* _TO BE DONE_
Locate each line in the listing below that contains the string "target", matching case exactly, and copy every such line.

===

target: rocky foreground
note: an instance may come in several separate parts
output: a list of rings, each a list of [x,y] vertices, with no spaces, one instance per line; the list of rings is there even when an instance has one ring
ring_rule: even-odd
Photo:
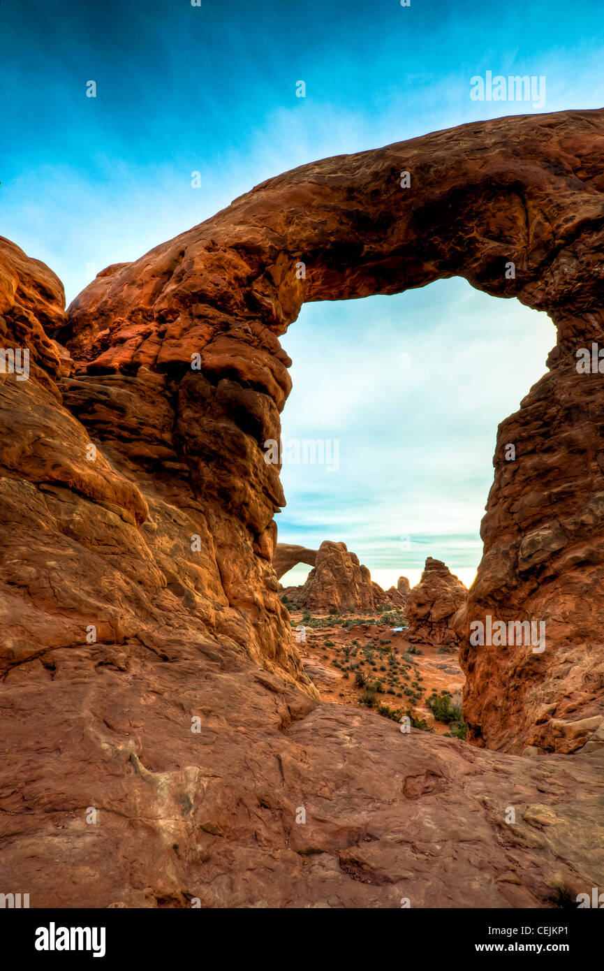
[[[2,349],[30,355],[0,371],[3,887],[32,907],[550,907],[604,887],[604,394],[575,366],[604,330],[603,152],[604,112],[567,112],[312,163],[67,313],[0,240]],[[263,448],[304,300],[453,274],[558,333],[499,426],[454,624],[472,745],[319,699]],[[491,615],[547,622],[547,649],[472,643]]]

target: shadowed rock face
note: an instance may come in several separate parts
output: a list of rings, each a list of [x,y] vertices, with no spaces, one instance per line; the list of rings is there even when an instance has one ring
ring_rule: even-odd
[[[108,268],[67,318],[56,277],[0,242],[2,347],[32,364],[0,373],[3,886],[42,907],[438,907],[604,884],[604,394],[575,368],[602,339],[603,149],[604,113],[569,112],[303,166]],[[279,602],[279,335],[304,300],[453,274],[558,329],[499,428],[465,717],[479,745],[572,758],[320,703]],[[546,620],[545,651],[471,644],[487,616]]]
[[[465,613],[468,591],[440,559],[428,556],[417,586],[407,597],[405,615],[409,620],[406,636],[410,644],[438,644],[457,652],[456,624]]]
[[[308,563],[315,566],[317,550],[307,550],[306,547],[295,546],[292,543],[278,543],[273,555],[273,569],[278,580],[292,570],[298,563]]]

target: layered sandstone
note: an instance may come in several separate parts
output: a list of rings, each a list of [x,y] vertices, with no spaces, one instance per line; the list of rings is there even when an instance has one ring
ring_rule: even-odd
[[[604,394],[575,367],[603,339],[603,150],[604,112],[568,112],[312,163],[108,268],[67,317],[51,271],[0,243],[2,347],[31,352],[28,380],[0,373],[3,886],[31,906],[438,907],[604,885]],[[464,715],[480,746],[572,757],[320,703],[279,600],[279,335],[304,300],[453,274],[558,329],[499,427],[456,621]],[[487,616],[545,621],[544,652],[471,644]]]
[[[465,613],[468,591],[440,559],[428,556],[421,579],[407,597],[405,616],[410,644],[431,644],[445,651],[459,650],[456,628]]]

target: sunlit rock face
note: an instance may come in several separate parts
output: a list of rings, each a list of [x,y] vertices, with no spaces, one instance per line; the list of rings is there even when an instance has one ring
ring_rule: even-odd
[[[315,162],[109,267],[67,314],[54,274],[0,241],[1,347],[30,352],[26,379],[6,353],[0,372],[3,885],[19,873],[31,906],[398,907],[604,883],[586,850],[602,839],[604,375],[597,348],[593,373],[576,355],[604,330],[603,151],[604,113],[568,112]],[[279,336],[305,300],[452,275],[558,330],[499,426],[455,621],[470,738],[571,759],[322,704],[279,600]],[[495,643],[526,620],[534,643]],[[511,784],[523,815],[502,839]],[[531,839],[548,793],[555,819]],[[520,884],[493,879],[507,870]]]
[[[179,457],[212,519],[207,555],[258,650],[286,666],[265,569],[284,497],[263,443],[290,386],[278,338],[301,304],[460,275],[550,314],[549,372],[499,428],[463,632],[471,737],[514,752],[567,751],[555,723],[603,714],[604,379],[576,369],[577,349],[603,337],[603,139],[602,112],[564,112],[313,162],[110,267],[60,330],[81,373],[165,376]],[[470,621],[487,615],[544,621],[545,651],[471,645]]]

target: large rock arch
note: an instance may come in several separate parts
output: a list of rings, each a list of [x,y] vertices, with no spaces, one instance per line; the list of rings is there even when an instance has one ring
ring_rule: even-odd
[[[604,396],[599,375],[577,373],[575,351],[602,337],[603,149],[603,113],[577,111],[314,162],[136,262],[109,267],[72,304],[58,334],[89,374],[149,368],[168,377],[180,451],[212,508],[227,597],[256,628],[260,653],[287,666],[266,568],[284,496],[261,449],[278,436],[290,387],[279,335],[304,301],[459,275],[547,312],[557,328],[549,373],[499,428],[468,608],[469,620],[546,620],[548,646],[529,656],[464,652],[472,737],[512,751],[566,750],[577,743],[564,722],[601,714],[593,638],[604,606]],[[220,423],[233,434],[217,455],[209,439]]]

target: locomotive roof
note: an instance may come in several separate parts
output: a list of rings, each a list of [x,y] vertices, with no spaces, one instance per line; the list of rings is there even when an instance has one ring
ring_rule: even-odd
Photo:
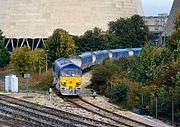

===

* _TASK RESPONSE_
target: rocky foreground
target: shadowed rock face
target: layered sandstone
target: sunlit rock face
target: large rock arch
target: locomotive roof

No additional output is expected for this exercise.